• [Tasks]
• A. In the passage on personification in advertising, how does the Andrew Collinge ad portray the hair?
• B. Carry on the passage on personification in advertising, starting right after its last sentence.

>> BEGIN Text block

Another more complex case in point is an ad for Andrew Collinge hair products, which reads:

“As with men, a little teasing goes a long way. Have a better relationship with your hair.” If the second war scenario discussed above portrays women and body parts as opponents, this advertisement presents a reverse situation in which a woman and her hair are in a relation of social affinity. More precisely, the hair is portrayed as a lover. Of course, the meaning focus of teasing is not on the act of detangling the hair, but on harassing it in a lighthearted manner (i.e. with the help of the product). Moreover, due to the reference to men, teasing also implies (playful) sexual harassment, which is supposed to improve the romantic relationship between the woman, who “starts the play”, and her hair.

There are, however, also advertisements which involve a slightly different personification technique, i.e. endowing products with agency. In other words, in this case it is the product that does something to or for the personified body parts. The focus of personification in most such cases is on the delicacy and frailty of the body parts.

>> END Text block
>> BEGIN Data supplied

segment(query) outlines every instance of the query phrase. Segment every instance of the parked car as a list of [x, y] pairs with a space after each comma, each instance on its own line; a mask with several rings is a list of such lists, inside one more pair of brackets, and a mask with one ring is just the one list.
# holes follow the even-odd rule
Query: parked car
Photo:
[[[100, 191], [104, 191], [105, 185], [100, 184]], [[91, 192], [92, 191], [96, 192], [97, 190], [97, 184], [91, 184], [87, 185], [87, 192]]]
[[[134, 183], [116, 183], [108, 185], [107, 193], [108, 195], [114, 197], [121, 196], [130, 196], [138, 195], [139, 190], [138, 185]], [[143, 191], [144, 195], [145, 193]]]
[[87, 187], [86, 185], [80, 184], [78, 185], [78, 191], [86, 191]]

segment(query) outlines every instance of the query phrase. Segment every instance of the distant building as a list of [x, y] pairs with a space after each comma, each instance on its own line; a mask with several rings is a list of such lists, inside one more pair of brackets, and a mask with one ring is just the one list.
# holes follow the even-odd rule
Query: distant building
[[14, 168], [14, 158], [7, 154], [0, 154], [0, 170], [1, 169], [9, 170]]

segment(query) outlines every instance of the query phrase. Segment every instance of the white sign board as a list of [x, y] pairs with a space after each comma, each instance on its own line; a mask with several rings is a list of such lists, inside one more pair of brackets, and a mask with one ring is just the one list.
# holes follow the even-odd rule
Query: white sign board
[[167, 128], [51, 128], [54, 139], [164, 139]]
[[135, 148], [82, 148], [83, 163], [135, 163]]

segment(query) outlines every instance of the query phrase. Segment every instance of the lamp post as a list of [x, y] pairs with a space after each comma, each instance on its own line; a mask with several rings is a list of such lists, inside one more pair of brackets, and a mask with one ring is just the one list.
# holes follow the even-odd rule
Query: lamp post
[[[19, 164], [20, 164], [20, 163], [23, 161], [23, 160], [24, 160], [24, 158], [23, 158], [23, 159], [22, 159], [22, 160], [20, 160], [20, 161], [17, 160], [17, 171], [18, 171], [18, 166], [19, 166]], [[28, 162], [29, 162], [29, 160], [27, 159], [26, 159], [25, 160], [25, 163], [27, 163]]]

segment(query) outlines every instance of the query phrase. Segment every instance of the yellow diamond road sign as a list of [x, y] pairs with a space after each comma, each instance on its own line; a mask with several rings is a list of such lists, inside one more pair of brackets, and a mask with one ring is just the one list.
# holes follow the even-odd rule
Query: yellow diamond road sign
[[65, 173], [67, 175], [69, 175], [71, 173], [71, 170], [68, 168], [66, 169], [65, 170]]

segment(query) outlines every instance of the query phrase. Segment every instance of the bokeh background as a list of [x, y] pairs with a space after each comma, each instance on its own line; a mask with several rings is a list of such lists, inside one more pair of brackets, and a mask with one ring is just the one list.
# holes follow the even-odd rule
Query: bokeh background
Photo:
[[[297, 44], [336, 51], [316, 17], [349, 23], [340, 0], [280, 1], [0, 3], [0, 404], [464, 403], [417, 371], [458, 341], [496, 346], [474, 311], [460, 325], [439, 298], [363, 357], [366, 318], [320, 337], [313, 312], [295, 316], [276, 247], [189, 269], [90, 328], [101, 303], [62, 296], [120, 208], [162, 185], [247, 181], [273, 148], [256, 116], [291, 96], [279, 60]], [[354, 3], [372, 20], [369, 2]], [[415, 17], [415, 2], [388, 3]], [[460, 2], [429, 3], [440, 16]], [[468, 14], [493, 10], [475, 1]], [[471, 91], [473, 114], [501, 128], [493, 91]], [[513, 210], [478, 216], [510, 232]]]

>> END Data supplied

• [Results for each task]
• A. As a lover.

• B.
Personifications of this kind are very similar to the examples of the type “product helps body part fight …” discussed above, in relation to the war-metaphor in advertising. Some examples are: L’Oreal lipstick “cocoons lips in a caring formula,” Clearasil face wash “is gentle to the skin,” Pantene shampoo “protects and nourishes colour-treated hair.” Such instantiations abound in the language of advertising, implicitly personifying the body parts as delicate, even child-like human beings in constant need for protection (the noun protection itself occurs very often as well). The adjective caring emphasises not only the idea of assistance and help, but also that of affection. The verb to pamper is commonly used as an implicit way of personifying the body as someone dear, treated with affectionate indulgence or even spoiled: Palmer’s body butter “will pamper your skin,” while Olay moisturiser “seriously pampers your skin, making your skin feel a million dollars.” We have also found two adverbs used to the same end, but such instances are rather rare: “For kissably and smoochably irresistibly soft hair” in an ad for Head and Shoulders shampoo (the metaphor is expressed visually as well through the close-up of a sunken mark on the model’s hair as if left by a kiss). Moreover, the abbreviation TLC (modified by the adjective soothing, which reinforces its meaning) in the Aussi ad discussed earlier in the paper suggests that the hair is a delicate person that requires considerate care and affection just like any human being.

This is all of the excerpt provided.